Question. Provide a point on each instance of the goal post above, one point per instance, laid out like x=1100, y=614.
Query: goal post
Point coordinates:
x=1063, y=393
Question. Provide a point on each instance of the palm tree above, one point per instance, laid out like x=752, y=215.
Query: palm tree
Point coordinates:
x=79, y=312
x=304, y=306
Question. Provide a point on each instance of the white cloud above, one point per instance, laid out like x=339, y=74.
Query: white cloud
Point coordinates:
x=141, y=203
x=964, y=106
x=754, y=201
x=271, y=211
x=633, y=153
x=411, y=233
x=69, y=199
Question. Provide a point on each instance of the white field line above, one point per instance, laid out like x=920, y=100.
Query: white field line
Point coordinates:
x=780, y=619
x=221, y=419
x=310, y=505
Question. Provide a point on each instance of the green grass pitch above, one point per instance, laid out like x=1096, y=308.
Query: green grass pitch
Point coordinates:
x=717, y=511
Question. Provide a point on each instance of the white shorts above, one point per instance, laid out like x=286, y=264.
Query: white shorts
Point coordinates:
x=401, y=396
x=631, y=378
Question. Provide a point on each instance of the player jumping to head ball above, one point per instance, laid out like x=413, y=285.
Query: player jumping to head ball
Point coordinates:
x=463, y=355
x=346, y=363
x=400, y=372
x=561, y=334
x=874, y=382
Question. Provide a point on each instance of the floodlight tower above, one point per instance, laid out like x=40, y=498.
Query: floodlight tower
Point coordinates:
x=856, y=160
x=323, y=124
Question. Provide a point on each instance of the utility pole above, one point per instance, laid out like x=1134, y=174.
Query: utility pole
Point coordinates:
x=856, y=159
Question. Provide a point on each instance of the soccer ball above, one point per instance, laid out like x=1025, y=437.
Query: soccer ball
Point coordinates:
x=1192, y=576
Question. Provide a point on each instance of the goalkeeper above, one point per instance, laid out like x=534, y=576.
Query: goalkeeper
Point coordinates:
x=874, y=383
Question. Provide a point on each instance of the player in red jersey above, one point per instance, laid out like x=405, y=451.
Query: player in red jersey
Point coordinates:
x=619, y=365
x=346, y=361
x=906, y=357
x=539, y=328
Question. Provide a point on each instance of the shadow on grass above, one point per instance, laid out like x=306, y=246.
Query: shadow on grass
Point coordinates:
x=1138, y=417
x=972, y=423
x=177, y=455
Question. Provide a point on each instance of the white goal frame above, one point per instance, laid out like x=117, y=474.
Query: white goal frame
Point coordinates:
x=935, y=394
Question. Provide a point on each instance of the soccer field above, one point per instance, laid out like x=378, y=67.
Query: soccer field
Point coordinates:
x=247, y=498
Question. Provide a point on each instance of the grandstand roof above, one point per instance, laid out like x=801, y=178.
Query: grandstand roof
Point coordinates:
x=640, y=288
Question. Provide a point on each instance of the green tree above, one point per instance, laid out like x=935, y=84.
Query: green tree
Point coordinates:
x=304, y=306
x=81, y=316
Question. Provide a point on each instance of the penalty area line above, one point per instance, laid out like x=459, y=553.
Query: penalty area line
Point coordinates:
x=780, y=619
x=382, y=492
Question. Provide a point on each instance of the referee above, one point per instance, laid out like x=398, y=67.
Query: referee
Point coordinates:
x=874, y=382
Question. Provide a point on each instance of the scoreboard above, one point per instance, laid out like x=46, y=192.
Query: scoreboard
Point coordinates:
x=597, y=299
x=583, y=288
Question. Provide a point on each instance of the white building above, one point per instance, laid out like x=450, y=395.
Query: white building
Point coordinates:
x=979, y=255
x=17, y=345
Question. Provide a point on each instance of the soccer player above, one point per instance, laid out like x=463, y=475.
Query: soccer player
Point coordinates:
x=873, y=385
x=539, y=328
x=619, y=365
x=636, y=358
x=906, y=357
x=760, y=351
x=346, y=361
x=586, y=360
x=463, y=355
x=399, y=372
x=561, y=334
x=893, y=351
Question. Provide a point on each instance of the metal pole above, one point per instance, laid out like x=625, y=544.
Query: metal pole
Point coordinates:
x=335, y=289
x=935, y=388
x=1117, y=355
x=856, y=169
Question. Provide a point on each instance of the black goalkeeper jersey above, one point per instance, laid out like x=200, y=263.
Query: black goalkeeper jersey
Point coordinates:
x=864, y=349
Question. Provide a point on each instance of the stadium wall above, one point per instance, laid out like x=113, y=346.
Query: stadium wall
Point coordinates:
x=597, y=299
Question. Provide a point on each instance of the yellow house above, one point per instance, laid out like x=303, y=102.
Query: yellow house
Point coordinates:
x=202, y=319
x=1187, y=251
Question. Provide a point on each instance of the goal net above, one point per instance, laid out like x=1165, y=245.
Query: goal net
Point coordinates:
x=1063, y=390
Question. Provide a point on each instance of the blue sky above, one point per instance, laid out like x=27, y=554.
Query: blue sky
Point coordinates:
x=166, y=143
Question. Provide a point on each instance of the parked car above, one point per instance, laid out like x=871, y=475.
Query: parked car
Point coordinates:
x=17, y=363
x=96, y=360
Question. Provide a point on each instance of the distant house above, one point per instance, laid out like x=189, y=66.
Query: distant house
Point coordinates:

WHAT IS REQUIRED
Convert the rows above into a JSON list of strings, with one string for each line and no blank lines.

RESULT BELOW
[
  "Question. Provide a point on each instance of the goal post above, one point per instance, laid out like x=1100, y=614.",
  "Query: goal post",
  "Point coordinates:",
  "x=1063, y=393",
  "Question. Provide a point on each instance of the palm tree above, one point per instance, laid out like x=752, y=215.",
  "Query: palm tree",
  "Point coordinates:",
  "x=79, y=312",
  "x=304, y=306",
  "Question. Provide a point on each instance of the white cloud above, one point per instance, laid out like x=339, y=74.",
  "Query: white cloud",
  "Point coordinates:",
  "x=141, y=203",
  "x=964, y=106",
  "x=754, y=201",
  "x=271, y=211",
  "x=633, y=153",
  "x=411, y=233",
  "x=69, y=199",
  "Question. Provide a point on each instance of the white field line above, one point per instance, laid out like x=920, y=100.",
  "Query: white field line",
  "Point coordinates:",
  "x=780, y=619",
  "x=221, y=419",
  "x=310, y=505",
  "Question. Provide a point on each instance of the green grass pitch above, one point per instance, laid out like x=1096, y=308.",
  "Query: green grass pitch",
  "Point coordinates:",
  "x=717, y=511",
  "Question. Provide a point on each instance of the white shorts above, one point per instance, laid out like x=286, y=264.",
  "Query: white shorts",
  "Point coordinates:",
  "x=401, y=396",
  "x=631, y=378",
  "Question. Provide a point on each instance of the player jumping to head ball above, one point per instance, laid out like x=413, y=285.",
  "Query: player jumping to head ball",
  "Point coordinates:",
  "x=463, y=355",
  "x=346, y=363",
  "x=400, y=372",
  "x=561, y=334",
  "x=874, y=382",
  "Question. Provide a point on each instance of the floodlight tower above, one point per instance, laid out like x=40, y=498.",
  "Query: floodlight tower",
  "Point coordinates:",
  "x=856, y=160",
  "x=323, y=124",
  "Question. Provide a point on each instance of the utility pole above, one point per instance, laid out like x=1134, y=174.",
  "Query: utility pole",
  "Point coordinates:",
  "x=856, y=159",
  "Question. Provide a point on each instance of the soccer ball above, one point per instance, laid out like x=1025, y=437.",
  "Query: soccer ball",
  "Point coordinates:",
  "x=1192, y=576",
  "Question. Provide a point on each instance of the goalkeeper above, one point per instance, laid out like x=534, y=576.",
  "Query: goalkeeper",
  "Point coordinates:",
  "x=874, y=383",
  "Question. Provide a point on each instance of the player in red jersey above, one point per instance, laid out like x=405, y=451.",
  "Query: player in red jersey",
  "Point coordinates:",
  "x=619, y=365",
  "x=346, y=361",
  "x=906, y=357",
  "x=539, y=328",
  "Question. Provide a point on each instance of the shadow on grass above, one point per instance, laid out like x=306, y=246.",
  "Query: shadow on grass",
  "Point coordinates:",
  "x=1138, y=417",
  "x=972, y=423",
  "x=177, y=455",
  "Question. Provide a point on each instance of the white goal frame above, one point per instance, laid out like x=117, y=474.",
  "Query: white goal frame",
  "Point coordinates:",
  "x=935, y=394",
  "Question. Provide a point on each instance of the soccer field above, one point per instance, laid out like x=378, y=67.",
  "Query: soccer field",
  "Point coordinates:",
  "x=247, y=498",
  "Question. Provide a point on each instance of the grandstand roof above, one point per instance, laid out like x=801, y=178.",
  "Query: grandstand roof",
  "Point coordinates:",
  "x=640, y=288",
  "Question. Provide a point on each instance of the green tree above, one point per instance, laid out like x=935, y=84.",
  "Query: green tree",
  "Point coordinates:",
  "x=304, y=306",
  "x=81, y=316",
  "Question. Provide a point on each instance of the penalty area line above, one point per instance, laid out like x=459, y=553.",
  "Query: penalty area line",
  "Point coordinates:",
  "x=780, y=619",
  "x=382, y=492",
  "Question. Provide a point on each instance of the referee above, one point per instance, laid out like x=398, y=67.",
  "Query: referee",
  "Point coordinates:",
  "x=874, y=382",
  "Question. Provide a point on each instance of the scoreboard above, one point per instance, laid out like x=46, y=192.",
  "Query: scoreboard",
  "Point coordinates:",
  "x=597, y=299",
  "x=583, y=288",
  "Question. Provide a point on each instance of the white building above, one point per instance, laid out like x=450, y=395.",
  "Query: white building",
  "Point coordinates:",
  "x=979, y=255",
  "x=17, y=345",
  "Question. Provide a point on each instance of the soccer player above, one point per instance, laid out like x=463, y=475.",
  "Query: soccer player",
  "Point coordinates:",
  "x=873, y=385",
  "x=539, y=328",
  "x=619, y=365",
  "x=636, y=358",
  "x=906, y=357",
  "x=760, y=351",
  "x=346, y=361",
  "x=586, y=360",
  "x=463, y=355",
  "x=399, y=372",
  "x=561, y=334",
  "x=893, y=351",
  "Question. Provide a point on each instance of the metal pole above, one point per instance, laid out like x=625, y=544.",
  "Query: metal pole",
  "Point coordinates:",
  "x=335, y=289",
  "x=935, y=388",
  "x=1117, y=355",
  "x=856, y=169",
  "Question. Provide a point on each instance of the black goalkeeper jersey above, one point per instance, laid out like x=200, y=263.",
  "Query: black goalkeeper jersey",
  "Point coordinates:",
  "x=864, y=349",
  "Question. Provide a point on each instance of the stadium wall above, one point per instance, laid out like x=113, y=346.",
  "Query: stadium wall",
  "Point coordinates:",
  "x=597, y=299",
  "Question. Provide a point on each instance of the yellow house above, one point per instance, laid out like x=303, y=102.",
  "Query: yellow house",
  "Point coordinates:",
  "x=202, y=319",
  "x=1187, y=251",
  "Question. Provide a point on each instance of the goal net above, one point per instance, laid out like x=1165, y=245.",
  "Query: goal net",
  "Point coordinates:",
  "x=1063, y=390",
  "Question. Provide a point on each instance of the blue sky above, one point per instance, laid out like x=27, y=554.",
  "Query: blue sky",
  "Point coordinates:",
  "x=166, y=143",
  "Question. Provide a point on each instance of the parked car above, one point per instance, laid out like x=871, y=475.",
  "Query: parked car",
  "Point coordinates:",
  "x=17, y=363",
  "x=96, y=360",
  "Question. Provide a point on each instance of the distant house above, one point per instance, laid out like x=189, y=66.",
  "Query: distant house",
  "Point coordinates:"
]